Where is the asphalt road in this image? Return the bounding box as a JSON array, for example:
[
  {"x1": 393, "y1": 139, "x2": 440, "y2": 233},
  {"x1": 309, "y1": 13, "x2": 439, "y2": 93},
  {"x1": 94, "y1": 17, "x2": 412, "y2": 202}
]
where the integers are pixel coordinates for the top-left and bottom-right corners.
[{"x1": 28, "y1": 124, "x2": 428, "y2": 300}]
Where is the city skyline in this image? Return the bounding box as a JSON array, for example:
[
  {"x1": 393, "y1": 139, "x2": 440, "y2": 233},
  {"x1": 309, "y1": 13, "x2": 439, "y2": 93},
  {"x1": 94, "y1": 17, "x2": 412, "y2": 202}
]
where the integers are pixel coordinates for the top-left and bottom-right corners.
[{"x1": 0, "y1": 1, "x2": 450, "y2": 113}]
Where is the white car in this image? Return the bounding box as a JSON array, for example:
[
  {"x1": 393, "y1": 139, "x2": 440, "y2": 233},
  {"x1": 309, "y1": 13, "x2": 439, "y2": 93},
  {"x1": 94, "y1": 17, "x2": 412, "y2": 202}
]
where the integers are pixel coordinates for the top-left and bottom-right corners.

==

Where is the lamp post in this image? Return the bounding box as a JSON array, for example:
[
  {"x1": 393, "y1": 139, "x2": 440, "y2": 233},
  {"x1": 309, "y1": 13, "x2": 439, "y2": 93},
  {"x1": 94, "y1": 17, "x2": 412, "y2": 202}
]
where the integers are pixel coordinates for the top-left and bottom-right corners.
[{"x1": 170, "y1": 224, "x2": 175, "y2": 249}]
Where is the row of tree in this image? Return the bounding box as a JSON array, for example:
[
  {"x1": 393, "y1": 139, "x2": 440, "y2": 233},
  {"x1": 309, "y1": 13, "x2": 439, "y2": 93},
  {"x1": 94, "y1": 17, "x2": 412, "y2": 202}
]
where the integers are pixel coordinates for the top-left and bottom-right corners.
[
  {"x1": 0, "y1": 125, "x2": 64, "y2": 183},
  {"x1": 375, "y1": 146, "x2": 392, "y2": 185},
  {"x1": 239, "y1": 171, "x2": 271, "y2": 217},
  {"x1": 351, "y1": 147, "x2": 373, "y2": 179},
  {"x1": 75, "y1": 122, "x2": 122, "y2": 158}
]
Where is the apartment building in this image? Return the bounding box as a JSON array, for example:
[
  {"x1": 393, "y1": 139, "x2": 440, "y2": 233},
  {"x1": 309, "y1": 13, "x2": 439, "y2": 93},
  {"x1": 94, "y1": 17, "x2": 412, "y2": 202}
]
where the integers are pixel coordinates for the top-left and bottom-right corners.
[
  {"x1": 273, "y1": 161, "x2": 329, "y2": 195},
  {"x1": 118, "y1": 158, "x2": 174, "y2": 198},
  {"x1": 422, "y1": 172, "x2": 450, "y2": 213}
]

== Short problem ==
Please count how many lines in the rows above contain the string "lamp", matching case exactly, and reply with only that number.

== Finished exercise ==
1